:: AUSGANGSTEXT ::
Belgiens Staatsbahn soll leistungsfähiger werden

Bahnchef Jo Cornu und die belgische Mitte-Rechts-Regierung sind sich einig: Die Bahngesellschaft NMBS/SNCB muss moderner und leistungsfähiger werden. Nach eigenen Angaben drängt die Regierung die Bahn zu mehr Leistungsfähigkeit. Die Bahn will im Zuge dessen Fahrpreise anpassen, Bahnhöfe schließen und gleichzeitig das Angebot verbessern.

Die Bahnreisenden können sich schon jetzt auf höhere Fahrpreise vorbereiten, denn Bahnchef Jo Cornu hat eine Studie anfertigen lassen, die die Leistungsfähigkeit seiner Bahn mit der anderer europäischer Staaten vergleicht. Und siehe da: Belgien ist auf Ebene der Fahrpreise um rund ein Drittel günstiger, als andere Eisenbahngesellschaften in der EU.

:: BEREITGESTELLTE DATEN ::
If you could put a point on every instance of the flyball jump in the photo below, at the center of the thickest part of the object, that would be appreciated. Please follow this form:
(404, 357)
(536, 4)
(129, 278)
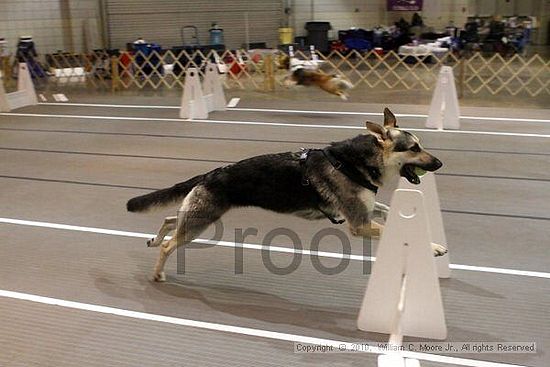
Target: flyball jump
(25, 94)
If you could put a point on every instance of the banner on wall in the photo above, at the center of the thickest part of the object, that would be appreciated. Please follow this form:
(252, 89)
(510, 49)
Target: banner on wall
(404, 5)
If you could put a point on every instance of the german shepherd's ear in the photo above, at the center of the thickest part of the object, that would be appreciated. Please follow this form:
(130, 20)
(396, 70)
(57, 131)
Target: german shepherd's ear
(377, 129)
(389, 118)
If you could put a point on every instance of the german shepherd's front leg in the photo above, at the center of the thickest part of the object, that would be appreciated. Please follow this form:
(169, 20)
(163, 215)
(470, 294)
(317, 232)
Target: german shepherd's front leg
(168, 226)
(359, 216)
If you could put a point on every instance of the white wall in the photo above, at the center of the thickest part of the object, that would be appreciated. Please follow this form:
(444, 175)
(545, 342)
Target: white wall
(46, 21)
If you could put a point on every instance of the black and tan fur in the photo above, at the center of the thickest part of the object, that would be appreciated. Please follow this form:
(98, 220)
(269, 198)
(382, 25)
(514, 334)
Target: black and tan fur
(275, 182)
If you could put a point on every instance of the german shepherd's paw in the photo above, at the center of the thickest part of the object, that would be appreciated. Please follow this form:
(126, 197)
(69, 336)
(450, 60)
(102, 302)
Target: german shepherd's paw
(439, 250)
(159, 277)
(152, 243)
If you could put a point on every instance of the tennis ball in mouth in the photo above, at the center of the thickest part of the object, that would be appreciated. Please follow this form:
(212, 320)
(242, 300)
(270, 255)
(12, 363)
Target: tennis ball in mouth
(419, 171)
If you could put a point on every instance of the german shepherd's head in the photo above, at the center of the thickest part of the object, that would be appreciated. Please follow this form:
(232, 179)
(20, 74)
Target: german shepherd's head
(402, 150)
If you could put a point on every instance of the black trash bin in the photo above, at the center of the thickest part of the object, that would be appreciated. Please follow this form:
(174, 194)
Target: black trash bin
(317, 35)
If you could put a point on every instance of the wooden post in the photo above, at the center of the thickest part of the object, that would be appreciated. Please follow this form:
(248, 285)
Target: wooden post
(6, 69)
(269, 81)
(461, 76)
(115, 77)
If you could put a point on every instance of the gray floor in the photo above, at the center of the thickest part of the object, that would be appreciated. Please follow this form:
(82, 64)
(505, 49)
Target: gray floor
(72, 170)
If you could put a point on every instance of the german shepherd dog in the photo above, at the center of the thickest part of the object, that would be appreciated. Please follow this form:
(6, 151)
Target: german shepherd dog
(333, 84)
(338, 181)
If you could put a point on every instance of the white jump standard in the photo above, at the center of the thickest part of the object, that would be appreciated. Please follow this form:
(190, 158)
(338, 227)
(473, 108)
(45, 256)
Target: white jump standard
(25, 94)
(198, 100)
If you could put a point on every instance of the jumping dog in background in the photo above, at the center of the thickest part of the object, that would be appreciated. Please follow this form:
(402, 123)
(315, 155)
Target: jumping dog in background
(300, 75)
(338, 181)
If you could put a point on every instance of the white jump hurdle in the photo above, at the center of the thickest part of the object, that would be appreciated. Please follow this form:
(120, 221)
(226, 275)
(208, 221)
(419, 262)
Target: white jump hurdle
(403, 295)
(25, 94)
(198, 100)
(444, 111)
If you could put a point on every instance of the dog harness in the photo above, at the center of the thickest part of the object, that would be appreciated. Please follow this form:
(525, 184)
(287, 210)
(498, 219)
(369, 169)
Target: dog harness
(348, 170)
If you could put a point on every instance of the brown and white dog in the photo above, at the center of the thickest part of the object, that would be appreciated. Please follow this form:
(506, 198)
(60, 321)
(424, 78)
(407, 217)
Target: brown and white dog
(299, 75)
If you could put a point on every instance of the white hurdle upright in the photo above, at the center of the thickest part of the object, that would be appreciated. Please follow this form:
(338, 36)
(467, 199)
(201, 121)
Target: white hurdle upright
(197, 101)
(25, 94)
(444, 111)
(403, 295)
(428, 187)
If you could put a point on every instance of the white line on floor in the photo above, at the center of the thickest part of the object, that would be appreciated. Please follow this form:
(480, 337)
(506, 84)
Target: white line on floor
(297, 111)
(239, 329)
(251, 246)
(232, 103)
(236, 122)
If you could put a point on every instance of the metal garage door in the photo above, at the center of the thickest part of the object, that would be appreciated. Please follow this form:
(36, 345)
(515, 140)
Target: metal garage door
(160, 21)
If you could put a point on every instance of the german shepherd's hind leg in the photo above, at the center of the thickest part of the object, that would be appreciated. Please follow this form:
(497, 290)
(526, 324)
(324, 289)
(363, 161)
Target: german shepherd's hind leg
(371, 229)
(200, 209)
(381, 210)
(168, 226)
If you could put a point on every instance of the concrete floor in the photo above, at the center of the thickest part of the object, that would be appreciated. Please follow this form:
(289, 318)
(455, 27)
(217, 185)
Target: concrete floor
(68, 165)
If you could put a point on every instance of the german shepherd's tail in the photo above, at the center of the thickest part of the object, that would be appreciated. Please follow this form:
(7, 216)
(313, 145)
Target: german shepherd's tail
(164, 196)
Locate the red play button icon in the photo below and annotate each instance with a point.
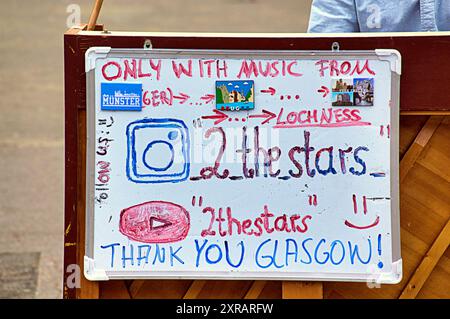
(155, 222)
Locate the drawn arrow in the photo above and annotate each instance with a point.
(267, 116)
(183, 97)
(220, 117)
(270, 90)
(324, 90)
(208, 98)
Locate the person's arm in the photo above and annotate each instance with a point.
(332, 16)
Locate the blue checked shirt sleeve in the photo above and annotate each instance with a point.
(329, 16)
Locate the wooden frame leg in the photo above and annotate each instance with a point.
(302, 290)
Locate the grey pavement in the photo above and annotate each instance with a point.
(32, 113)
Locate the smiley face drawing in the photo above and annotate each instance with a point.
(355, 210)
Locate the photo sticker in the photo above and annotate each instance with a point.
(342, 85)
(363, 91)
(342, 99)
(121, 97)
(235, 95)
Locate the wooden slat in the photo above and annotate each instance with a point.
(114, 289)
(255, 289)
(135, 287)
(194, 289)
(89, 289)
(302, 290)
(428, 263)
(418, 145)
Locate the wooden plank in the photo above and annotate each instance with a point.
(302, 290)
(135, 287)
(428, 263)
(194, 289)
(418, 145)
(114, 289)
(255, 289)
(89, 289)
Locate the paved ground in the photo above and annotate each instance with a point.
(31, 113)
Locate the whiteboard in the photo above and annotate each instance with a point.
(242, 165)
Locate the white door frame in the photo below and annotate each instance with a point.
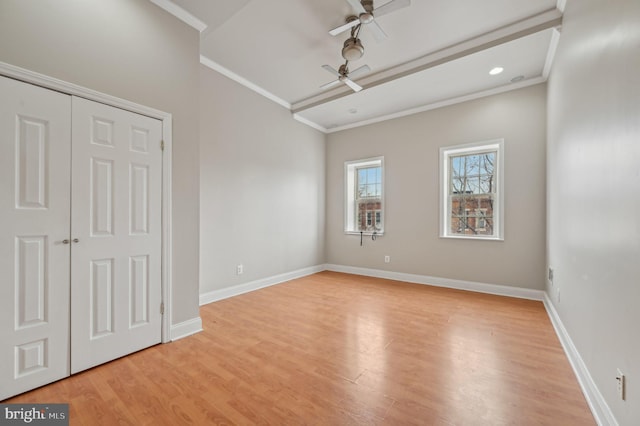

:: AUFGABEN ::
[A] Entscheiden Sie für jede Aussage, ob sie mit dem Ausgangstext übereinstimmt, und belegen Sie Ihr Urteil mit einem wörtlichen Zitat: (i) Die Regierung drängt die Bahn zu mehr Leistungsfähigkeit. (ii) Die Bahn plant, zusätzliche Bahnhöfe zu eröffnen. (iii) Laut der Studie liegen die belgischen Fahrpreise über denen anderer Eisenbahngesellschaften in der EU.
[B] Um wie viel günstiger sind die Fahrpreise in Belgien laut dem Ausgangstext im Vergleich zu anderen Eisenbahngesellschaften in der EU?

:: LÖSUNGEN ::
[A]
(i) Ja: „Nach eigenen Angaben drängt die Regierung die Bahn zu mehr Leistungsfähigkeit.“
(ii) Nein: „Die Bahn will im Zuge dessen Fahrpreise anpassen, Bahnhöfe schließen und gleichzeitig das Angebot verbessern.“
(iii) Nein: „Belgien ist auf Ebene der Fahrpreise um rund ein Drittel günstiger, als andere Eisenbahngesellschaften in der EU.“

[B] Um rund ein Drittel.